Point placement records:

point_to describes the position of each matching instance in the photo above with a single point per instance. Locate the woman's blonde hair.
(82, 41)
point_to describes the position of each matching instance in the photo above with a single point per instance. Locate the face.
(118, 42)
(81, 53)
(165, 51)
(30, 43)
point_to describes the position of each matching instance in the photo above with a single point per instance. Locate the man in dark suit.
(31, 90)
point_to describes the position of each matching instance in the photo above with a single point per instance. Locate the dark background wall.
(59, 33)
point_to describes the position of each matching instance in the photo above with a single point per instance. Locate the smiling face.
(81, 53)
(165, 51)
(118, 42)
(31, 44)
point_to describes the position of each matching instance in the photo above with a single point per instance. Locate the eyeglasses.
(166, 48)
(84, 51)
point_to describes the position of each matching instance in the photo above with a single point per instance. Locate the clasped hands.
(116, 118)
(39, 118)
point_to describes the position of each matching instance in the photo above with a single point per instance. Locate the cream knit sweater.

## TASK TO CARRY OUT
Convert the listing above into a Markdown table with the columns Row and Line, numbering each line and omitting blank lines. Start at the line containing "the smiling face." and continue through the end of the listing.

## THE REPLY
| Row | Line |
|---|---|
| 1 | point_to describes the position of each matching instance in the photo above with a single point per instance. Locate the smiling face. |
| 2 | (81, 53) |
| 3 | (165, 51) |
| 4 | (118, 42) |
| 5 | (31, 44) |
| 6 | point_to describes the position of each matching instance in the photo above with a single point per instance. Locate the eyeglasses. |
| 7 | (166, 48) |
| 8 | (84, 51) |
| 9 | point_to describes the position of each matching instance in the photo above with a single point per instance. Locate the clasped hands. |
| 10 | (116, 118) |
| 11 | (39, 118) |
| 12 | point_to describes the position of each matching instance in the photo above with a single point per instance. Locate the cream knit sweater. |